** TEXT follows **

GMU offers its Master of Social Work on-campus in a full-time two-year program as well as part-time three-year and four-year programs. The school also offers the degree in an online format. The on-campus program allows students to concentrate in children, youth, and families (CYF) or in adults and healthy aging (AHA); students may also opt for a generalized (i.e., no specialization) MSW. The online program offers a general degree only.
The core curricula of the on-campus and online programs track closely, although online students must complete more required courses. Both curricula feature a focus on social justice and empowerment. Electives allow students to tailor their work toward social change or clinical practice. Students in both programs complete 1,050 hours of supervised field experience (i.e., a practicum). GMU's location in Fairfax makes it by far the most convenient of Virginia's four CSWE-accredited MSW programs to the Washington DC area.
The Ethelyn R. Strong School of Social Work offers its Master of Social Work program on-campus only. Program design includes "four coordinated semesters of study" with a clinical concentration. Content is "generally distributed throughout five sequences: Social Work Practice Methods, Human Behavior in the Social Environment, Social Welfare Policy, Research Methods, and Field Practicum. Students must complete 60 credit hours with a minimum GPA of 3.0 to graduate.
NSU awards a general MSW; full-time students can complete this degree in two years. Students who undertake the extended three-year program can specialize in military social work, school social work, or child welfare. All students must complete a 1,170-hour field education practicum. The school's mission emphasizes "the values of social justice, social responsibility and respect for human rights, dignity and diversity."
Radford University is located in the southwest corner of Virginia, about 50 miles southwest of Roanoke. The school describes its location as "in rural Appalachia," adding "we offer coursework and internships focused on rural practice." The program also offers "a selection of field placements in Roanoke, a midsize city," so its field of study is by no means limited to rural issues. The school also offers live classes in Roanoke for the convenience of those who live closer to the city. Some components of RU's part-time MSW are offered online.
All Radford MSW students must complete 1,010 hours of field placement experience. A final oral exam, including a poster presentation, demonstrates the program's emphasis on communication and presentation skills. The school offers a concentration in community-based family practice (CBFP).
According to US News & World Report, the MSW program at Virginia Commonwealth University is the top-ranked in the state, tied for 25th-best in the nation. The school offers an on-campus program resulting in a generalist degree, a clinical social work practice specialization, or a social work administration, planning, and policy practice specialization. VCU also offers an online MSW with limited synchronous class sessions (three per course per semester). The online program offers a clinical area of specialization.
VCU's location in the state capital ensures productive field placements for on-campus students as well as for local online students. The school boasts of "lasting connections with more than 500 community agencies throughout the region." Full-time students should expect to commit 14 hours per week to their field placement during their first year and 21 hours per week during their second year. Online students should expect a similar commitment.

** End of TEXT **
** DATA follows **

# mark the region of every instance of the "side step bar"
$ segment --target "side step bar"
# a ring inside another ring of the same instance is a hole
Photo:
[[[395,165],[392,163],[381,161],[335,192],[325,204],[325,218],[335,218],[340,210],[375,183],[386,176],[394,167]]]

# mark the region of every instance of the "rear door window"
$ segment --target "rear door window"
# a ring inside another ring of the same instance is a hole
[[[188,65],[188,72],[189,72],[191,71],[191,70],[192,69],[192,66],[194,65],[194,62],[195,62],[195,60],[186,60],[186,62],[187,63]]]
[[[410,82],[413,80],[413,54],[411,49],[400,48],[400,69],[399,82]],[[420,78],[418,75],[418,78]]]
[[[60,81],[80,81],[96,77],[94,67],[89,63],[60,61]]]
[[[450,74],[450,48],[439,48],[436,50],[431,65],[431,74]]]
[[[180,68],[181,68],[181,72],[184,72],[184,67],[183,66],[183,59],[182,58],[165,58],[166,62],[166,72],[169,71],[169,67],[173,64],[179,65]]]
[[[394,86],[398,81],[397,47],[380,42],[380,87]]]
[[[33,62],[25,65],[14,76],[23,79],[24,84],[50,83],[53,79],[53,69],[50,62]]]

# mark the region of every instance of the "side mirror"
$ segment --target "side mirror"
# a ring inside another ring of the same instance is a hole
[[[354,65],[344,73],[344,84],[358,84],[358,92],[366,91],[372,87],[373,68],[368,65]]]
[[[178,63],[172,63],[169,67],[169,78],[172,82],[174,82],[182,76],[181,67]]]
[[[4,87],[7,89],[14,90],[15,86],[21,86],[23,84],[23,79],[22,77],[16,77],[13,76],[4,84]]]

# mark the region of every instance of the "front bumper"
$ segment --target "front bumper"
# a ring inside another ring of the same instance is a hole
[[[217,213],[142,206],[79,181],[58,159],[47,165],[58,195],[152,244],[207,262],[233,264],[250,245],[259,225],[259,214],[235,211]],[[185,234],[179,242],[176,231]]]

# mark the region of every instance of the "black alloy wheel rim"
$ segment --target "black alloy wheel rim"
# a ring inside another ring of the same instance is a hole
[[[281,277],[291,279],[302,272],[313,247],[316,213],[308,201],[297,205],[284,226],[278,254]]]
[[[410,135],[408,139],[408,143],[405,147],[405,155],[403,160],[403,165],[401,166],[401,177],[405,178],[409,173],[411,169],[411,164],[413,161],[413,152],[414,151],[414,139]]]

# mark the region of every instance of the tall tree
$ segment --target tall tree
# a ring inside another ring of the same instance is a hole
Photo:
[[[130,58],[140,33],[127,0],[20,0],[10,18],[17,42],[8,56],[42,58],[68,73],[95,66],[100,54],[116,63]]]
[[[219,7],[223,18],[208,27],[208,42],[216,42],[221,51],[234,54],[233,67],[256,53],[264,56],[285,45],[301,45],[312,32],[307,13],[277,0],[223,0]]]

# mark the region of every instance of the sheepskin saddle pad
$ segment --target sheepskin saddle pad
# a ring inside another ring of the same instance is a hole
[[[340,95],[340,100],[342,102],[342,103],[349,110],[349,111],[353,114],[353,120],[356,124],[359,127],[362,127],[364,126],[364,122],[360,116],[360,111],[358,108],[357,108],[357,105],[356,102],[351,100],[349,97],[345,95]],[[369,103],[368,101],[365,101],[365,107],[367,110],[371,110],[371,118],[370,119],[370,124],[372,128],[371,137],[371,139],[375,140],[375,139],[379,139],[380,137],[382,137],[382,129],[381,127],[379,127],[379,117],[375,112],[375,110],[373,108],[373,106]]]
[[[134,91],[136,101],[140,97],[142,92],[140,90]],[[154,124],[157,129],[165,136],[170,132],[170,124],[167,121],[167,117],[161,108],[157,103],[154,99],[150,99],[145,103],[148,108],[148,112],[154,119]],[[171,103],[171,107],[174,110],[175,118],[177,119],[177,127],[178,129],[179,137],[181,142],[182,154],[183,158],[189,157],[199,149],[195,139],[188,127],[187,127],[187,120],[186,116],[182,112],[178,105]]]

** End of DATA **

EXERCISES TO COMPLETE
**1.** According to the passage on Virginia MSW programs, what sequences is content in the Ethelyn R. Strong School of Social Work's program distributed through? List them.
**2.** Reproduce the stretch of the passage on Virginia MSW programs from "GMU offers its" through "general degree only.".

PROBLEM SOLUTIONS
**1.**
- Social Work Practice Methods
- Human Behavior in the Social Environment
- Social Welfare Policy
- Research Methods
- Field Practicum

**2.**
GMU offers its Master of Social Work on-campus in a full-time two-year program as well as part-time three-year and four-year programs. The school also offers the degree in an online format. The on-campus program allows students to concentrate in children, youth, and families (CYF) or in adults and healthy aging (AHA); students may also opt for a generalized (i.e., no specialization) MSW. The online program offers a general degree only.